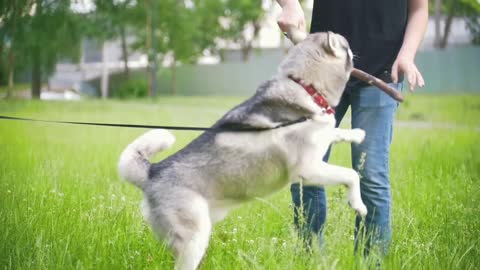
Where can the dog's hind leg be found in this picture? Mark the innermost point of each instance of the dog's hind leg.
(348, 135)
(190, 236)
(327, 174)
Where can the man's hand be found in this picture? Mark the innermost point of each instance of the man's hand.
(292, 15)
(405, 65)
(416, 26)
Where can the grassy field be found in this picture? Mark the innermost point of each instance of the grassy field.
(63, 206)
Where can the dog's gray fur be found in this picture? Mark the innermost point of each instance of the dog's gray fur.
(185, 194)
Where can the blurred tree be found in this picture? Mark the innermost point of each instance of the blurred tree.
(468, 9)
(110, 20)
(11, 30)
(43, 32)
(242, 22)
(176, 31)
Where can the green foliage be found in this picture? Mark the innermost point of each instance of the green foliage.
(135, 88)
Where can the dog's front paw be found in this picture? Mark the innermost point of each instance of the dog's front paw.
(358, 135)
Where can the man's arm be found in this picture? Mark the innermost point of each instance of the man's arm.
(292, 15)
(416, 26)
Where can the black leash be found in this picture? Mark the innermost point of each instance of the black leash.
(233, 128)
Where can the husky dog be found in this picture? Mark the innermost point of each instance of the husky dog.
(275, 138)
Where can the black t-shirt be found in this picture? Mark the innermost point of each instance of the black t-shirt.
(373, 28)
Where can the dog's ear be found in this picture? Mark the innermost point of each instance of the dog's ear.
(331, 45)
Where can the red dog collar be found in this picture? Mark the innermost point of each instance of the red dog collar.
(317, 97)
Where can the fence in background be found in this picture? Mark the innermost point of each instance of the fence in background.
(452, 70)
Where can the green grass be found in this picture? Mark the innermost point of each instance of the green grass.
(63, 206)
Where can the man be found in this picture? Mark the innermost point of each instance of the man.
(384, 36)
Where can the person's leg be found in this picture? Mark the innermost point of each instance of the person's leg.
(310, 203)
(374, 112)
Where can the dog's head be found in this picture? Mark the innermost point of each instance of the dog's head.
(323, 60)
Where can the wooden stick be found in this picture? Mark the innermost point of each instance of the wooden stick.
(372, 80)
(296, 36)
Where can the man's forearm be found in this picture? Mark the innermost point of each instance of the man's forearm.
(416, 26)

....

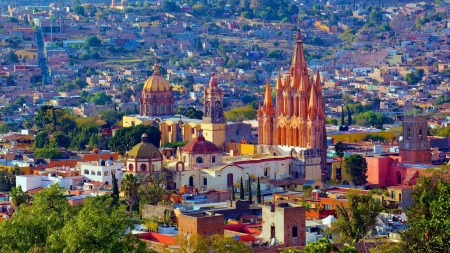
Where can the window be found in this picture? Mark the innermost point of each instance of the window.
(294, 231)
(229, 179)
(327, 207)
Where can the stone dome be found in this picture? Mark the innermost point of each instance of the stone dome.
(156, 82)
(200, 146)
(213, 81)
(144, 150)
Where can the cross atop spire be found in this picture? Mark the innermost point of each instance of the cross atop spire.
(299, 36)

....

> _PROBLEM TO WORK ON_
Extract every line of the material above that contains the word "green". Case counts: a line matches only if its letters agree in case with that word.

> _REPLY_
Where can the green foliage be found in this picture? Mark the innermost point of each instance of the green foliage.
Where can the green grass be found in this picture? Mark the innermost point of each instance of the green grass.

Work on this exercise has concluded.